[begin DOCUMENT EXCERPT]

ClarabelSolver crashes on this sums of squares instance

What happened?

When I upgraded the drake version in my underactuated notes, one of the examples (the cart-pole example from here) which works fine with Mosek and solves slowly with CDSP now crashes with Clarabel.

Here is the code to reproduce it:

import numpy as np
from pydrake.all import (
    ClarabelSolver,
    CommonSolverOption,
    Expression,
    MathematicalProgram,
    Polynomial,
    SolverOptions,
    Variables,
)
from scipy.integrate import quad

nz = 5
nq = 2
nx = 2 * nq
nu = 1

mc = 10
mp = 1
l = 0.5
g = 9.81

# Map from original state to augmented state.
# Uses sympy to be able to do symbolic integration later on.
# x = (x, theta, xdot, thetadot)
# z = (x, s, c, xdot, thetadot)
x2z = lambda x: np.array([x[0], np.sin(x[1]), np.cos(x[1]), x[2], x[3]])

def T(z, dtype=Expression):
    assert len(z) == nz
    T = np.zeros([nz, nx], dtype=dtype)
    T[0, 0] = 1
    T[1, 1] = z[2]
    T[2, 1] = -z[1]
    T[3, 2] = 1
    T[4, 3] = 1
    return T

def f(z, u, T):
    assert len(z) == nz
    s = z[1]
    c = z[2]
    qdot = z[-nq:]
    denominator = mc + mp * s**2
    f_val = np.zeros(nx, dtype=Expression)
    f_val[:nq] = qdot * denominator
    f_val[2] = (u + mp * s * (l * qdot[1] ** 2 + g * c))[0]
    f_val[3] = ((-u * c - mp * l * qdot[1] ** 2 * c * s - (mc + mp) * g * s) / l)[0]
    return T @ f_val, denominator

def f2(z, T, dtype=Expression):
    assert len(z) == nz
    s = z[1]
    c = z[2]
    f2_val = np.zeros([nx, nu], dtype=dtype)
    f2_val[2, :] = 1 / (mc + mp * s**2)
    f2_val[3, :] = -c / (mc + mp * s**2) / l
    return T @ f2_val

# State limits (region of state space where we approximate the value function).
# State limits (region of state space where we approximate the value function).
d_theta_scale = 1
d_theta = d_theta_scale * np.pi
x_max = np.array([2, np.pi + d_theta, 6, 6])
x_min = np.array([-2, np.pi - d_theta, -6, -6])
u_max = np.array([100])
if d_theta < np.pi / 2:
    z_max = np.array([x_max[0], np.sin(x_min[1]), np.cos(x_min[1]), x_max[2], x_max[3]])
    z_min = np.array([x_min[0], np.sin(x_max[1]), -1, x_min[2], x_min[3]])
else:
    z_max = np.array([x_max[0], 1, np.cos(x_min[1]), x_max[2], x_max[3]])
    z_min = np.array([x_min[0], -1, -1, x_min[2], x_min[3]])
assert (z_min < z_max).all()
x_max_list = list(x_max)

[end DOCUMENT EXCERPT]
[begin RECORDS PROVIDED]

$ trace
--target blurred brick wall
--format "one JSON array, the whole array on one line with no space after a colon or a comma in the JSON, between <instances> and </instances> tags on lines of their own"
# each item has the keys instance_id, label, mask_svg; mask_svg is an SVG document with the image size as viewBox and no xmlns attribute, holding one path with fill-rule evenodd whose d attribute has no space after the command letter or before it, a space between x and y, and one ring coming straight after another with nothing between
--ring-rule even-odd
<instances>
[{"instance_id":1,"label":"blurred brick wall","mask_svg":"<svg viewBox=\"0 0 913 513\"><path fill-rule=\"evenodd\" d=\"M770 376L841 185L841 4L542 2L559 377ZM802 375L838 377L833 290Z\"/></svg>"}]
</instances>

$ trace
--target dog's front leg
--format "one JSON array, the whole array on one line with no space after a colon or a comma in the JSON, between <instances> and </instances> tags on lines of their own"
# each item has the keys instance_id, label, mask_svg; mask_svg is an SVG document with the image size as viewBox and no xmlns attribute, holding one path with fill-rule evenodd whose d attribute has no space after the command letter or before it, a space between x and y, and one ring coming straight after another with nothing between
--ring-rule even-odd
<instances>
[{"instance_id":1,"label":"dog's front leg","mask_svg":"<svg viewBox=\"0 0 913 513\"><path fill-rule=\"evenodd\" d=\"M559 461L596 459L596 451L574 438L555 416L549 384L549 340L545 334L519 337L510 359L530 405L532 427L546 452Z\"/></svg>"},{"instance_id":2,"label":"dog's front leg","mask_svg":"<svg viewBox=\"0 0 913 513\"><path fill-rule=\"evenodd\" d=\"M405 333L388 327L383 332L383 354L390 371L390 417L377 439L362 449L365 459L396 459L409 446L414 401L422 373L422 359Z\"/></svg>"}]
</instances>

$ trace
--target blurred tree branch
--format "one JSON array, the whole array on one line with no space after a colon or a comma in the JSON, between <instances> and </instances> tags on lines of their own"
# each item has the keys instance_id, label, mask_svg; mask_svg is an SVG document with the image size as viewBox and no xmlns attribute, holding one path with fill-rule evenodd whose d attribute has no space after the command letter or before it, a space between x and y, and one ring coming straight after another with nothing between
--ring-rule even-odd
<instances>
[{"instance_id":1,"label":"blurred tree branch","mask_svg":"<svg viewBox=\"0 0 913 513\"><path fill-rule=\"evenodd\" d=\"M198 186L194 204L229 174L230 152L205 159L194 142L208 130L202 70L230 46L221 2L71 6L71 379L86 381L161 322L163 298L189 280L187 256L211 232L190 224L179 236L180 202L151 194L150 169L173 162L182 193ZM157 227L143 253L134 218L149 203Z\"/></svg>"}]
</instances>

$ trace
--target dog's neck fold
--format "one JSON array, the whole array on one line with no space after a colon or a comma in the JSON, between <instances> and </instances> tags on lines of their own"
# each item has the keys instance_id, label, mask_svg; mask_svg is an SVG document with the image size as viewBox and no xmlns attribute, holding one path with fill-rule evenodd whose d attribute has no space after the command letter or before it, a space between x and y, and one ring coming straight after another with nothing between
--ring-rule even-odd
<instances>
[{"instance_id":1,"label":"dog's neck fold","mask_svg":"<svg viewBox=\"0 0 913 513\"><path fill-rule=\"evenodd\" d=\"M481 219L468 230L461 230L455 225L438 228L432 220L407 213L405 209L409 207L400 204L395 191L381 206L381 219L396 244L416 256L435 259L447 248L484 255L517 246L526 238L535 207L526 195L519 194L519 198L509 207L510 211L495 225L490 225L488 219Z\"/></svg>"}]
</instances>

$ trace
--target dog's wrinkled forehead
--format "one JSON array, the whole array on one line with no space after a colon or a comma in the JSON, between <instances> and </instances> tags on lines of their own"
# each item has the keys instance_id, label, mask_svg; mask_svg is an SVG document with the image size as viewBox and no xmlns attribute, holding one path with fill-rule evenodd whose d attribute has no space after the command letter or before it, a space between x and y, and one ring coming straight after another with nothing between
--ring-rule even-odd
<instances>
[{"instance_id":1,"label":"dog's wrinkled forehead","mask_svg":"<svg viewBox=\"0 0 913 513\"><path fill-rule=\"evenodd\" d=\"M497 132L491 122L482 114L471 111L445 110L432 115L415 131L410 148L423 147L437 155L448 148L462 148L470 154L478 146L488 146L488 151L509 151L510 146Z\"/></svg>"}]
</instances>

[end RECORDS PROVIDED]

TASKS AND EXERCISES =
1) According to the Clarabel crash report, which solver handles the cart-pole example without trouble?
2) Extend the Clarabel crash report past its last line.

RESPONSES TO THE TASKS =
1) Mosek

2)
x_max_list[1] = d_theta_scale

d_theta_int = 0.7 * np.pi
x_max_int = np.array([1.5, np.pi + d_theta_int, 4, 4])
x_min_int = np.array([-1.5, np.pi - d_theta_int, -4, -4])
if d_theta_int < np.pi / 2:
    z_max_int = np.array(
        [
            x_max_int[0],
            np.sin(x_min_int[1]),
            np.cos(x_min_int[1]),
            x_max_int[2],
            x_max_int[3],
        ]
    )
    z_min_int = np.array(
        [
            x_min_int[0],
            np.sin(x_max_int[1]),
            -1,
            x_min_int[2],
            x_min_int[3],
        ]
    )
else:
    z_max_int = np.array(
        [x_max_int[0], 1, np.cos(x_min_int[1]), x_max_int[2], x_max_int[3]]
    )
    z_min_int = np.array([x_min_int[0], -1, -1, x_min_int[2], x_min_int[3]])
assert (z_min_int < z_max_int).all()

# Equilibrium point in both the system coordinates.
x0 = np.array([0, np.pi, 0, 0])
z0 = x2z(x0)
z0[np.abs(z0) <= 1e-6] = 0

# Quadratic running cost in augmented state.
Q_diag = [200, 2e3, 2e3, 1e3, 1e3]
Q = np.diag(Q_diag)
R = np.diag([1])

def l_cost(z, u):
    return (z - z0).dot(Q).dot(z - z0) + u.dot(R).dot(u)

Rinv = np.linalg.inv(R)

def calc_u_opt(dJdz, f2, Rinv):
    u_star = -0.5 * Rinv.dot(f2.T).dot(dJdz.T)
    return u_star

def cartpole_sos_lower_bound(deg):
    # Set up optimization.
    prog = MathematicalProgram()
    z = prog.NewIndeterminates(nz, "z")
    u = prog.NewIndeterminates(nu, "u")
    J = prog.NewFreePolynomial(Variables(z), deg)
    J_expr = J.ToExpression()

    # Maximize volume beneath the value function.
    obj = J.Integrate(z[0], z_min_int[0], z_max_int[0])
    for i in range(3, nz):
        obj = obj.Integrate(z[i], z_min_int[i], z_max_int[i])
    cost = 0
    for monomial, coeff in obj.monomial_to_coefficient_map().items():
        s1_deg = monomial.degree(z[1])
        c1_deg = monomial.degree(z[2])
        monomial_int1 = quad(
            lambda x: np.sin(x) ** s1_deg * np.cos(x) ** c1_deg, 0, 2 * np.pi
        )[0]
        if np.abs(monomial_int1) <= 1e-5:
            monomial_int1 = 0
        cost += monomial_int1 * coeff
    poly = Polynomial(cost)
    cost_coeff = [c.Evaluate() for c in poly.monomial_to_coefficient_map().values()]
    # Make the numerics better
    prog.AddLinearCost(-cost / np.max(np.abs(cost_coeff)))

    # Enforce Bellman inequality.
    T_val = T(z)
    f_val, denominator = f(z, u, T_val)
    J_dot = J_expr.Jacobian(z).dot(f_val)
    LHS = J_dot + l_cost(z, u) * denominator

    lam_deg = Polynomial(LHS).TotalDegree()
    # S procedure for s^2 + c^2 = 1.
    lam = prog.NewFreePolynomial(Variables(z), lam_deg).ToExpression()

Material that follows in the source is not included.